[Task prompt]: Print all the records exactly as they stand.

—————

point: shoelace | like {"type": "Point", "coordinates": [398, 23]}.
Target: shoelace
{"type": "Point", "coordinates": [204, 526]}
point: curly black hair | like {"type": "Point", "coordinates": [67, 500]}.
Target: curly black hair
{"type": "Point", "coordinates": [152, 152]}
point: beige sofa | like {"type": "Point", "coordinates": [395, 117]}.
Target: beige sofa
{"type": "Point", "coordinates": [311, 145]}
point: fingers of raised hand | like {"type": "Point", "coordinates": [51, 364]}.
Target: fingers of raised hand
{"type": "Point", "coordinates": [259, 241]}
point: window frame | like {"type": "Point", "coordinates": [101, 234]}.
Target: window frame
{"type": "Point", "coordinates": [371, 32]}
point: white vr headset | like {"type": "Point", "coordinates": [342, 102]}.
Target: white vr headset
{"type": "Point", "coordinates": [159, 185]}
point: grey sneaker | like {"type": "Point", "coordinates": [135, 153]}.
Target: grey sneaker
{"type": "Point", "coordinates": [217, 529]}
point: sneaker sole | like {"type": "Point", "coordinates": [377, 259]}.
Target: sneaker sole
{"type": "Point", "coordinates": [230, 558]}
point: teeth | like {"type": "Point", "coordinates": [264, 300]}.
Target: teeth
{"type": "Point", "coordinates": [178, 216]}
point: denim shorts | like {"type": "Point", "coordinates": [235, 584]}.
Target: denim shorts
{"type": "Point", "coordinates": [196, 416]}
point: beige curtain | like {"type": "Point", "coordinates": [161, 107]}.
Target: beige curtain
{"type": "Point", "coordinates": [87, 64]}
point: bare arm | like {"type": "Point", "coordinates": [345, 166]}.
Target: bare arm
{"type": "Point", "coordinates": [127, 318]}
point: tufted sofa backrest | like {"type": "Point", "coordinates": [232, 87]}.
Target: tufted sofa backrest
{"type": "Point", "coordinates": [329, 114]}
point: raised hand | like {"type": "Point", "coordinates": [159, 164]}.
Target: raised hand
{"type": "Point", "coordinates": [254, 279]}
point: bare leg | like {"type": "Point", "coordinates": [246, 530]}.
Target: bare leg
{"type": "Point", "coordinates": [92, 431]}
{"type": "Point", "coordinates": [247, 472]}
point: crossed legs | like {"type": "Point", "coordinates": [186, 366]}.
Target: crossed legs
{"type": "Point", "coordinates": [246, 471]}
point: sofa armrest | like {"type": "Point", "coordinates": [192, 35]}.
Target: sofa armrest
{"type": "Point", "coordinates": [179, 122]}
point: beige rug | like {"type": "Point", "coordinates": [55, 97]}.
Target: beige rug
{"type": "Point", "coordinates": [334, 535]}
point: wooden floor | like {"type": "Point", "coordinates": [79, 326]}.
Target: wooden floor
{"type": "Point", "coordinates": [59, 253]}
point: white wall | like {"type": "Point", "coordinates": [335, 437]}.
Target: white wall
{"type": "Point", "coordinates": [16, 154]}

—————

[Problem solution]:
point: shoelace | like {"type": "Point", "coordinates": [398, 23]}.
Target: shoelace
{"type": "Point", "coordinates": [204, 526]}
point: curly black hair | like {"type": "Point", "coordinates": [67, 500]}.
Target: curly black hair
{"type": "Point", "coordinates": [152, 152]}
point: beige sofa | like {"type": "Point", "coordinates": [395, 117]}.
Target: beige sofa
{"type": "Point", "coordinates": [311, 145]}
point: fingers of raised hand | like {"type": "Point", "coordinates": [51, 364]}.
Target: fingers of raised hand
{"type": "Point", "coordinates": [259, 241]}
point: window frame | like {"type": "Point", "coordinates": [101, 234]}.
Target: window frame
{"type": "Point", "coordinates": [371, 32]}
point: white vr headset | like {"type": "Point", "coordinates": [342, 102]}.
Target: white vr headset
{"type": "Point", "coordinates": [159, 185]}
point: grey sneaker | like {"type": "Point", "coordinates": [135, 153]}.
Target: grey sneaker
{"type": "Point", "coordinates": [217, 529]}
point: sneaker sole | like {"type": "Point", "coordinates": [377, 259]}.
Target: sneaker sole
{"type": "Point", "coordinates": [230, 558]}
point: teeth | like {"type": "Point", "coordinates": [264, 300]}.
Target: teeth
{"type": "Point", "coordinates": [178, 216]}
point: denim shorts | like {"type": "Point", "coordinates": [235, 584]}.
Target: denim shorts
{"type": "Point", "coordinates": [196, 416]}
point: beige curtain | like {"type": "Point", "coordinates": [161, 107]}.
Target: beige curtain
{"type": "Point", "coordinates": [87, 64]}
point: bare arm | like {"type": "Point", "coordinates": [345, 166]}.
Target: bare arm
{"type": "Point", "coordinates": [127, 318]}
point: tufted sofa backrest | like {"type": "Point", "coordinates": [232, 87]}.
Target: tufted sofa backrest
{"type": "Point", "coordinates": [329, 114]}
point: raised hand | like {"type": "Point", "coordinates": [159, 164]}.
Target: raised hand
{"type": "Point", "coordinates": [254, 279]}
point: bare leg | like {"type": "Point", "coordinates": [246, 530]}.
Target: bare leg
{"type": "Point", "coordinates": [92, 431]}
{"type": "Point", "coordinates": [247, 472]}
point: crossed legs | like {"type": "Point", "coordinates": [186, 366]}.
Target: crossed legs
{"type": "Point", "coordinates": [246, 471]}
point: sofa armrest | like {"type": "Point", "coordinates": [192, 35]}.
Target: sofa armrest
{"type": "Point", "coordinates": [179, 122]}
point: beige rug | like {"type": "Point", "coordinates": [55, 97]}.
Target: beige rug
{"type": "Point", "coordinates": [334, 535]}
point: wooden floor | like {"type": "Point", "coordinates": [79, 326]}.
Target: wooden floor
{"type": "Point", "coordinates": [59, 253]}
point: white wall | like {"type": "Point", "coordinates": [335, 437]}.
Target: white wall
{"type": "Point", "coordinates": [16, 154]}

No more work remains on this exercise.